### [Work instructions]
A - According to the card-game passage, how many cards does each player receive?
B - Carry on the card-game passage, picking up right after its final sentence.

Four players, named A, B, C, and D, are playing a card game. A standard well-shuffled deck of cards is dealt to the players so each player receives a 5 card hand. How many possibilities are there for the hand that player A will get? (Within a hand, the order in which cards were received doesn’t matter.)

This is a question from Test 1 with a different size of hand.

### [Listed entries]
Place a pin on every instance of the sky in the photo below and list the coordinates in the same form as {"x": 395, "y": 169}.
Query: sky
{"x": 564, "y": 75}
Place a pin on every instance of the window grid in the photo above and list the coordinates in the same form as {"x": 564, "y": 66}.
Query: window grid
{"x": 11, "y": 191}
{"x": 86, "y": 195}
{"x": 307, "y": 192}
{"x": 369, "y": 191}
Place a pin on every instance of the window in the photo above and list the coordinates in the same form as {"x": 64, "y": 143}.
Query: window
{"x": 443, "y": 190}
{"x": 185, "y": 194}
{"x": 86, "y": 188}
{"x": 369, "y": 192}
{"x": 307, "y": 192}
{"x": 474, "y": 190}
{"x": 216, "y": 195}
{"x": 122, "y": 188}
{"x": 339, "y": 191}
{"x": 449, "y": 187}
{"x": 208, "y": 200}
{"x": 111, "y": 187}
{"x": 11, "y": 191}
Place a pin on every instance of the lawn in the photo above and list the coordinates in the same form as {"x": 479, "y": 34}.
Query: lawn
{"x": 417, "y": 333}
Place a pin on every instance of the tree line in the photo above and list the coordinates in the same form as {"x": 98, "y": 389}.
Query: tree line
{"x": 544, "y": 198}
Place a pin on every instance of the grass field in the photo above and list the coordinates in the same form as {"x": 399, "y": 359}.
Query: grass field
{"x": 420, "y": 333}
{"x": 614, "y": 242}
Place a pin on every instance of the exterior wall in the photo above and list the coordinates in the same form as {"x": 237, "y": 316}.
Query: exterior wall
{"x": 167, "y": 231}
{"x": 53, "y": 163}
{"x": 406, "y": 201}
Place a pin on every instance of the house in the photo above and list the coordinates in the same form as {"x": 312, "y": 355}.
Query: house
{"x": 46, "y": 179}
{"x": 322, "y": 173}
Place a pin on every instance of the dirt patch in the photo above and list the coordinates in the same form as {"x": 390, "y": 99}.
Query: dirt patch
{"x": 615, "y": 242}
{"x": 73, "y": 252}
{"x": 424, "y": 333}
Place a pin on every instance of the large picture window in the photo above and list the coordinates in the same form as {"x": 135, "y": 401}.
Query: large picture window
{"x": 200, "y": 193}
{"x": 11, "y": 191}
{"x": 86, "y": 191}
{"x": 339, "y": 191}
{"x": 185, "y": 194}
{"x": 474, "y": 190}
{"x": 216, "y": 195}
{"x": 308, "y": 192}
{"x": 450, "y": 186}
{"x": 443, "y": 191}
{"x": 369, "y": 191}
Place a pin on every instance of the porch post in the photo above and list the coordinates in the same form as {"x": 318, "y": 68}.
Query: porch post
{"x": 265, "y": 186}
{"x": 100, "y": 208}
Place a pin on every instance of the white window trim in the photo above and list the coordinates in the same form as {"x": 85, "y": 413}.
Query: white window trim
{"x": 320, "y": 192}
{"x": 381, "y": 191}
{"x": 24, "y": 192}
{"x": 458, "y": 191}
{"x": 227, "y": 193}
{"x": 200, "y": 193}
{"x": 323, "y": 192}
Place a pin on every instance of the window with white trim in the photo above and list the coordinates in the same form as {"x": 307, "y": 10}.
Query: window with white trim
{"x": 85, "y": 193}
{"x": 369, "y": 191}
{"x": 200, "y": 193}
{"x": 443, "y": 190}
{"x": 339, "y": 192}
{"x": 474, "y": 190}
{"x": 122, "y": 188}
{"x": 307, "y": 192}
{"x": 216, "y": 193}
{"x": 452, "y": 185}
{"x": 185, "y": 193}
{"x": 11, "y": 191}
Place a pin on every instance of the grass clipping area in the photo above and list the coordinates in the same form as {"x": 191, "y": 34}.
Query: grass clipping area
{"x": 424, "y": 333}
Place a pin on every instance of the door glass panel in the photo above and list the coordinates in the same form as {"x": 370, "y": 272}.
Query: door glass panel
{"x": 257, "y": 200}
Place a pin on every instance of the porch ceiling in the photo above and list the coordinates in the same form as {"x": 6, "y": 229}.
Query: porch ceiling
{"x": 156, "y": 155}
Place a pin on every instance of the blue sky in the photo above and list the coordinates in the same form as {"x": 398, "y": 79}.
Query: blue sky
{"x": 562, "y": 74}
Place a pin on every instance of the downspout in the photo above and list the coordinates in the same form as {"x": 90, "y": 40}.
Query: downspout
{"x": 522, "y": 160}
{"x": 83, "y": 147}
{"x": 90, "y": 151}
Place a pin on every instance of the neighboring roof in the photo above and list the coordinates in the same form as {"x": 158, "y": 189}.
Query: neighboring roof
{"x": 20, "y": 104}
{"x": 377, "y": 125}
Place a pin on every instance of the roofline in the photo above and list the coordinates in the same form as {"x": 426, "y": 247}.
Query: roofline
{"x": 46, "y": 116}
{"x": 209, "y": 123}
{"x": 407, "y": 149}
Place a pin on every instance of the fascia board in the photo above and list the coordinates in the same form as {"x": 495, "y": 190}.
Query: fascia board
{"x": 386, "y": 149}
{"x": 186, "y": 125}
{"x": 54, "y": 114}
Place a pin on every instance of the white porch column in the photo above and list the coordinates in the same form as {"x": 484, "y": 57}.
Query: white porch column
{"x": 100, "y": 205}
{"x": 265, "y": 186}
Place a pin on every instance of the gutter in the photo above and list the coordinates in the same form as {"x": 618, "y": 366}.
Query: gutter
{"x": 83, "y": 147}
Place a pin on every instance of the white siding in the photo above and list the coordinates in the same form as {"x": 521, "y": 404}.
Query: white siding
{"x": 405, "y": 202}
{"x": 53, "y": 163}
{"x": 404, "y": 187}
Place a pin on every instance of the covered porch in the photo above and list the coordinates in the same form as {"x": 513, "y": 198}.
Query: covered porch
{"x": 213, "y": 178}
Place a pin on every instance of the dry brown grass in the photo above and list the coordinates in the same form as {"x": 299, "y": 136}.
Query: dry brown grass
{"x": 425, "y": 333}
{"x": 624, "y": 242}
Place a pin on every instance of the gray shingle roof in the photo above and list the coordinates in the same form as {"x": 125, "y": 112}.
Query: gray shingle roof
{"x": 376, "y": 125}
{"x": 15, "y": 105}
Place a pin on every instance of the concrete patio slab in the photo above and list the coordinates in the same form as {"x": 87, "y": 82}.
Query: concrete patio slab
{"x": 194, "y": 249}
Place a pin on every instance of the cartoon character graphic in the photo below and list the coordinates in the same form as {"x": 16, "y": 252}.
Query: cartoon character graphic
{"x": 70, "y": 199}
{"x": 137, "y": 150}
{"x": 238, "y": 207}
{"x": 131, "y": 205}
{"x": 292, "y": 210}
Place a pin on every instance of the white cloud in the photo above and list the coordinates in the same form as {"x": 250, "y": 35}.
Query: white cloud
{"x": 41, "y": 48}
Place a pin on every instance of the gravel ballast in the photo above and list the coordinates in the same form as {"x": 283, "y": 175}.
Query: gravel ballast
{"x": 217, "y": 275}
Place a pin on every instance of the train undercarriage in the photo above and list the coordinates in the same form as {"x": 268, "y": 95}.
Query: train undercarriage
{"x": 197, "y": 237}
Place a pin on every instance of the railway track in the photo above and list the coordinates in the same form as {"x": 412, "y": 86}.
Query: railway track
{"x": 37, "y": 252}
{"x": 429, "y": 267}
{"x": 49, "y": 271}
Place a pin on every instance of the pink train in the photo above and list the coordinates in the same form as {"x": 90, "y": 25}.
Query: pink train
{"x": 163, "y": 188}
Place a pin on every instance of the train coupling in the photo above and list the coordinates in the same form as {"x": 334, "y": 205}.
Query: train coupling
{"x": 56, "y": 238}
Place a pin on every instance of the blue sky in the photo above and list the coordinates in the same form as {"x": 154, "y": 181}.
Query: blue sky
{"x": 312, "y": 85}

### [Answers to the exercises]
A - Each player receives a 5-card hand.

B -
Because we do not care about the hands held by B, C, or D, we can approach this as a simple combinatorics problem:

\[\binom{52}{5} = \frac{52!}{5!(52-5)!} = \frac{52 * 51 * 50 * 49 * 48}{5 * 4 * 3 * 2 * 1} = 2598960\]

Question 9

Let \(X_1 = 4 - 2Z_1 + 4Z_2\) and \(X_2 = 1 + 3Z_1 - 9Z_2\) where \(Z_1, Z_2\) are independent standard normal variables. What is the covariance of \(X_1\) and \(X_2\), i.e., \(\C[X_1, X_2]\)?

This is a modification of a question from Test 2 with different weights and asking for covariance instead of correlation.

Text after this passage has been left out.